◆ Job
Output as a numbered list the lines from the one containing "[mask] outline white dress shirt" through the last line, with both ends included and blank lines left out.

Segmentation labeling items
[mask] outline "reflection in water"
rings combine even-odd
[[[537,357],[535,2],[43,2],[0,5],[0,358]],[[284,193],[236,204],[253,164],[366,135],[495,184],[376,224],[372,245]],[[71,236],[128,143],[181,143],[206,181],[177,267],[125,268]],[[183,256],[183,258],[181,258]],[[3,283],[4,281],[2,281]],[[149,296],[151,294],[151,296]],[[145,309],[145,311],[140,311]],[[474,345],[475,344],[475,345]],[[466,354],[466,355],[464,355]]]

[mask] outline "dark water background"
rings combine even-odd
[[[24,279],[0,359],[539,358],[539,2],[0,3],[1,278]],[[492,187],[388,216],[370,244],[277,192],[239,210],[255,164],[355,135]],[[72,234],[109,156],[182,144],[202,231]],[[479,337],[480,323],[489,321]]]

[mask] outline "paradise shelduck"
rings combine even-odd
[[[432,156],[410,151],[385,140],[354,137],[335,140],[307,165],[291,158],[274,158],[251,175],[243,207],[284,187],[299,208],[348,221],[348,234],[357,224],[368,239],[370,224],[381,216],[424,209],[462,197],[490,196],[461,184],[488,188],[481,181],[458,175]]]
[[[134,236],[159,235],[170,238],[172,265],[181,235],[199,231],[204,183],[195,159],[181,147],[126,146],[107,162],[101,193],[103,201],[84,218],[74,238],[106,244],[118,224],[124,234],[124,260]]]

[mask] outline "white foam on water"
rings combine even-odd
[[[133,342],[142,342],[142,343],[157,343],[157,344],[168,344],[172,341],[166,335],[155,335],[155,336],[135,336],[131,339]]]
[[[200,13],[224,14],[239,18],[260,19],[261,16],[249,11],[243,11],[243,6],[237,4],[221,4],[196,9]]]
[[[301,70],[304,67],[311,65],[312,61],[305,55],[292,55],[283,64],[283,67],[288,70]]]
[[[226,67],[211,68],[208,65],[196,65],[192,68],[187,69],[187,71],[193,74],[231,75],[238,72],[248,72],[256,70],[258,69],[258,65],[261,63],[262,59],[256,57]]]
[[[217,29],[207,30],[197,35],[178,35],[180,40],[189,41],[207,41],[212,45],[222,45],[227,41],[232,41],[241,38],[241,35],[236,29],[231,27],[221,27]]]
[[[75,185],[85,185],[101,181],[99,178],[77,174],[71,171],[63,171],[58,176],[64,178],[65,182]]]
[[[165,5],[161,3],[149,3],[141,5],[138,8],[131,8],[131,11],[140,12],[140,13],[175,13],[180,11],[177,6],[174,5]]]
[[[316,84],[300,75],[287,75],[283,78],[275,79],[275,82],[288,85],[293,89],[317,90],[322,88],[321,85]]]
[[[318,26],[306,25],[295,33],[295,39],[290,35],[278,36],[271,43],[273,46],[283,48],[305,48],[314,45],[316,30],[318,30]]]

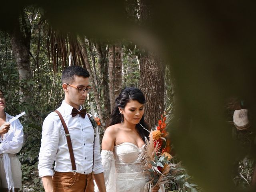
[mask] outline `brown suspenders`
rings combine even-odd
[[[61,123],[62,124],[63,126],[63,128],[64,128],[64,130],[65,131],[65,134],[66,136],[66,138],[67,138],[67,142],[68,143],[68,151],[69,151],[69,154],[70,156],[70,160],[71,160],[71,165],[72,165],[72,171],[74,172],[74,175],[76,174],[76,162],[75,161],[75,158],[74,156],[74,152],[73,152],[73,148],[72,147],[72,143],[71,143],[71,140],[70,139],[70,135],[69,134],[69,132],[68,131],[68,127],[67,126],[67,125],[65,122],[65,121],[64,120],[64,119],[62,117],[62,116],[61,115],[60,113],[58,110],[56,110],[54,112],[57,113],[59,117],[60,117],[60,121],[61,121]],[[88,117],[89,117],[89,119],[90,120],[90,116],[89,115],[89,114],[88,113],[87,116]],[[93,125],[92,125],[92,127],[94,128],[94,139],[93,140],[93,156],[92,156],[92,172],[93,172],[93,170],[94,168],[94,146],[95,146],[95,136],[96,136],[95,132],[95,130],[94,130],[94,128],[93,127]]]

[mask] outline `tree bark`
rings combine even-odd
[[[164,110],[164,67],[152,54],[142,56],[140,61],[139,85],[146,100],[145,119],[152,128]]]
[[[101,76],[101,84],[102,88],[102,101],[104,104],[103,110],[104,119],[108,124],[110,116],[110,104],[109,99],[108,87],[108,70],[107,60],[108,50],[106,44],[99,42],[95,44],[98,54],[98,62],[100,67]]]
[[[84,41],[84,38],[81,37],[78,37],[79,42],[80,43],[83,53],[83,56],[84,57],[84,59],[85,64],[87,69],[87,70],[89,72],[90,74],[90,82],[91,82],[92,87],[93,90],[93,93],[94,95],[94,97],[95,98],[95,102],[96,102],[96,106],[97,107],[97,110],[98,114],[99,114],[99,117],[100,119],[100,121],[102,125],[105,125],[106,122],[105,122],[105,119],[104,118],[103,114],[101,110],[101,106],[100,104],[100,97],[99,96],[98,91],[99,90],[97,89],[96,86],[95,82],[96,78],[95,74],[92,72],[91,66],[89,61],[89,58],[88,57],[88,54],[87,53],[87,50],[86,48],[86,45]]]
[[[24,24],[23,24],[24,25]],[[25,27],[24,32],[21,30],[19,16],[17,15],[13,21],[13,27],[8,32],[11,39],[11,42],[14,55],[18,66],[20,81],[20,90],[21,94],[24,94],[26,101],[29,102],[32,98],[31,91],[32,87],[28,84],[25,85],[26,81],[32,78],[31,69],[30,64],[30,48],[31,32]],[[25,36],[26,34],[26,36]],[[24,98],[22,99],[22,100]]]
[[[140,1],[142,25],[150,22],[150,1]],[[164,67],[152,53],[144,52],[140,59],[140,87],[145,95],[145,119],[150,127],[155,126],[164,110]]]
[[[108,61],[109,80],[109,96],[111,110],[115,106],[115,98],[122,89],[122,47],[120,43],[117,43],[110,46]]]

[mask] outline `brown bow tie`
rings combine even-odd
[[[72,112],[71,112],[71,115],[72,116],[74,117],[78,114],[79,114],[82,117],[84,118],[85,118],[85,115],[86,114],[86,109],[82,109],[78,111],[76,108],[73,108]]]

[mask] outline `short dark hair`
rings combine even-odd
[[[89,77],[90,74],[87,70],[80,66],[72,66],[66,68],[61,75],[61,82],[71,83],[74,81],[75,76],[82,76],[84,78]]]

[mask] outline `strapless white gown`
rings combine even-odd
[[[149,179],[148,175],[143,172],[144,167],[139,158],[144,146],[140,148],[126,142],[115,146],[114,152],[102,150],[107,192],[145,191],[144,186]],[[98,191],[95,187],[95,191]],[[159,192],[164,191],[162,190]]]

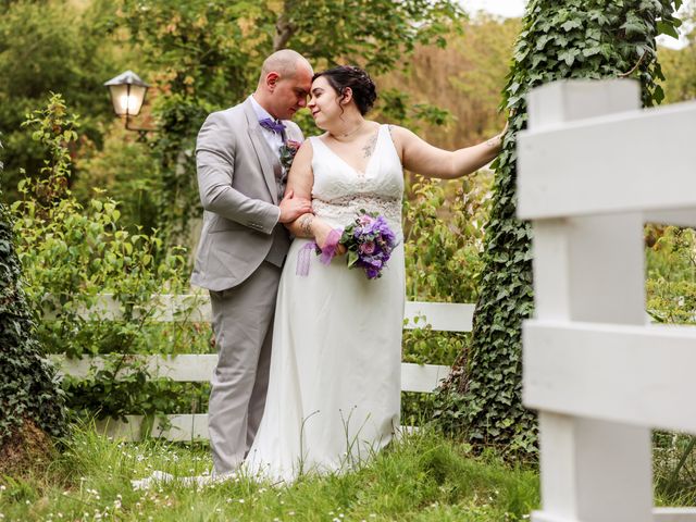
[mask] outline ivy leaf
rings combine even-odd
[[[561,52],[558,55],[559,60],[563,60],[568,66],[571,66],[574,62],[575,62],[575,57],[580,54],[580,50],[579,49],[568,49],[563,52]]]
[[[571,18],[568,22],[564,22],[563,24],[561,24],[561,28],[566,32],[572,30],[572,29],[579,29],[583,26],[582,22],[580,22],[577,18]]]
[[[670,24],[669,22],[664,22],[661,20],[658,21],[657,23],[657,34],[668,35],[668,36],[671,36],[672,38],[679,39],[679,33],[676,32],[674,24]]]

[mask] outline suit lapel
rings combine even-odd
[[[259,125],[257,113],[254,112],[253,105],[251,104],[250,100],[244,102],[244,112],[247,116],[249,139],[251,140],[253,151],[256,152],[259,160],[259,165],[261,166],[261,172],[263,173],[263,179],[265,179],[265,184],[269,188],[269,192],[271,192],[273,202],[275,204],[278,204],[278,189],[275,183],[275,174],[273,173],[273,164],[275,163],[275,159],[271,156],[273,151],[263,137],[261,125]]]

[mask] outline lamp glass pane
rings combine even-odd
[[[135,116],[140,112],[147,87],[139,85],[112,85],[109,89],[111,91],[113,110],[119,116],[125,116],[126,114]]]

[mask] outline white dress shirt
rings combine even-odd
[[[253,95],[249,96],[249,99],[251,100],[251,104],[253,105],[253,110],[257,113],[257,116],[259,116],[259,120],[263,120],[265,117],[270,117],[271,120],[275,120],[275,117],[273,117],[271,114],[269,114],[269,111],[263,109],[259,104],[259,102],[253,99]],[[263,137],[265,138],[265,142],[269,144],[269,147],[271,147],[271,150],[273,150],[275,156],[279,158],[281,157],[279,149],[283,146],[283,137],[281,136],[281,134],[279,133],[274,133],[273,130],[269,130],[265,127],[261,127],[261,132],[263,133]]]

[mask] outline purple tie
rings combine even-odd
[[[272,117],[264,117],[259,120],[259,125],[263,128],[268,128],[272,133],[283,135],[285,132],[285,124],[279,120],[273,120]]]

◆ Written reply
1. [mask] outline white dress shirt
2. rings combine even-odd
3. [[[253,95],[249,96],[249,99],[251,100],[251,104],[253,105],[253,110],[257,113],[257,116],[259,116],[259,120],[263,120],[265,117],[270,117],[271,120],[275,120],[275,117],[273,117],[271,114],[269,114],[269,111],[263,109],[259,104],[259,102],[253,99]],[[263,137],[265,138],[265,142],[269,144],[269,147],[271,147],[271,150],[273,150],[275,156],[279,158],[281,157],[279,149],[283,146],[283,137],[281,136],[281,134],[279,133],[274,133],[273,130],[269,130],[265,127],[261,127],[261,132],[263,133]]]
4. [mask] outline purple tie
5. rings combine even-odd
6. [[[272,117],[264,117],[259,120],[259,125],[263,128],[268,128],[272,133],[283,135],[285,132],[285,124],[279,120],[273,120]]]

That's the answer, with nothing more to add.